TASK OBJECTIVE ->
Print out the complete set of records below, exactly as they read.

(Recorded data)
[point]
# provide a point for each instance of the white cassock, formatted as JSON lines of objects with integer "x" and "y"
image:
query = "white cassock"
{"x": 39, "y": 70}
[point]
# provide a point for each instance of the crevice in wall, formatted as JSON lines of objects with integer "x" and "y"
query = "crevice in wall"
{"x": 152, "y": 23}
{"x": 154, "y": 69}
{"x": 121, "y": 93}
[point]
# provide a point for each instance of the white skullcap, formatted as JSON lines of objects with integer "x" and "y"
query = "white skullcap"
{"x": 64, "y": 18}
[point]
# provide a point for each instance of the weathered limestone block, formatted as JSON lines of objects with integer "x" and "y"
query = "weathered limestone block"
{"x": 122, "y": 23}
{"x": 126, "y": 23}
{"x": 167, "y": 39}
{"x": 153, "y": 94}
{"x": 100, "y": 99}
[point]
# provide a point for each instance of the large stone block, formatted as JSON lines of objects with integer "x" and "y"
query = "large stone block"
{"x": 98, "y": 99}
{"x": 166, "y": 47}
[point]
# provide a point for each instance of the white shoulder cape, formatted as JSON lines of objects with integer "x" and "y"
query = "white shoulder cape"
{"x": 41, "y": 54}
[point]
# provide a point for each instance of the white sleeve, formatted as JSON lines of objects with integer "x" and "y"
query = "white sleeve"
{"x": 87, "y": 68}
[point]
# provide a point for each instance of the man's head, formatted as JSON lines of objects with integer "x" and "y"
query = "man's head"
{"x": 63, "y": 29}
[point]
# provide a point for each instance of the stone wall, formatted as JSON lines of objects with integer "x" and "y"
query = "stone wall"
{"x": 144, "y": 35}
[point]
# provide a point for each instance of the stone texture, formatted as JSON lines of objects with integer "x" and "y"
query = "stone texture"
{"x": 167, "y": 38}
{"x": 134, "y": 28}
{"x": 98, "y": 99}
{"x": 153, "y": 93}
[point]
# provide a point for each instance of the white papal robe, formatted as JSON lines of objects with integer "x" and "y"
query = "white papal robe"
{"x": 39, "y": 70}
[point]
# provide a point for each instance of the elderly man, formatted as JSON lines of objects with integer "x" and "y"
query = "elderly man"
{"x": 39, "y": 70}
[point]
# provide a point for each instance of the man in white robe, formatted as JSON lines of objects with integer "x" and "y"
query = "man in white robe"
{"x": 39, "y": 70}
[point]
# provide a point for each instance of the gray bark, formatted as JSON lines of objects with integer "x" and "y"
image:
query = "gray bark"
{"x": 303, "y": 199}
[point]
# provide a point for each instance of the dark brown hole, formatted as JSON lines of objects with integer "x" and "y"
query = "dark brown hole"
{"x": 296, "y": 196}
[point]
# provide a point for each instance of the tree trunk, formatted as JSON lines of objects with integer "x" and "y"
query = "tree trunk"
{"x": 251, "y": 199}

OUTPUT ->
[point]
# provide a point for each instance of the white cassock, formatted as JSON lines of objects with integer "x" and "y"
image:
query = "white cassock"
{"x": 39, "y": 70}
[point]
# provide a point for each instance of the crevice in wall, formatted as JSON lines of objects with integer "x" and "y"
query = "crevice in wall"
{"x": 152, "y": 23}
{"x": 154, "y": 69}
{"x": 121, "y": 93}
[point]
# provide a point for each instance of the white skullcap, formatted as JSON lines of objects with integer "x" and "y"
query = "white skullcap"
{"x": 64, "y": 18}
[point]
# provide a point for each instance of the weathered limestone block, formatted as JSON lines of objects with integer "x" and "y"
query = "weathered limestone block"
{"x": 122, "y": 23}
{"x": 126, "y": 23}
{"x": 167, "y": 39}
{"x": 153, "y": 94}
{"x": 100, "y": 99}
[point]
# provide a point for each instance of the large stone block, formatted as JSON lines of objects with integer "x" and "y"
query = "large stone block"
{"x": 98, "y": 99}
{"x": 166, "y": 47}
[point]
# provide a point for each instance of the white shoulder cape, formatted as JSON lines of objects with integer "x" and "y"
query = "white shoulder cape"
{"x": 41, "y": 54}
[point]
# provide a point for each instance of the white sleeve, formatted as JSON lines of objects with integer "x" and "y"
query = "white sleeve"
{"x": 87, "y": 68}
[point]
# provide a point for each instance of the man's head, formatted as JSON lines of objects with integer "x" and "y"
query = "man's head"
{"x": 63, "y": 29}
[point]
# provide a point for each instance of the stone wall, formatted as JSON lines of objects with integer "x" and "y"
query = "stone wall"
{"x": 144, "y": 35}
[point]
# provide a point for each instance of the stone texture, formatted as JSON lines of objects with integer "x" and "y"
query = "stone texture"
{"x": 167, "y": 38}
{"x": 134, "y": 28}
{"x": 98, "y": 99}
{"x": 153, "y": 93}
[point]
# provide a point for each instance of the white papal robe, formatted as JSON lines of objects with integer "x" and "y"
query = "white papal robe"
{"x": 39, "y": 70}
[point]
# provide a point for each instance of the elderly man, formatted as JSON lines of objects with integer "x" and "y"
query = "elderly man"
{"x": 39, "y": 70}
[point]
# provide a point for each instance of the man in white robe, formatted as JSON lines of objects with integer "x" and "y"
query = "man in white robe"
{"x": 39, "y": 70}
[point]
# provide a point for each instance of the gray bark, formatted as JSON lines of objects with integer "x" and "y"
image:
query = "gray bark"
{"x": 303, "y": 199}
[point]
# provide a point for each instance of the dark brown hole, formatted as JSON lines of objects with integer "x" and "y"
query = "dark brown hole"
{"x": 296, "y": 196}
[point]
# provide a point for each instance of the tree trunk, formatted as JSON lines of objects with integer "x" and "y"
query = "tree trunk"
{"x": 251, "y": 199}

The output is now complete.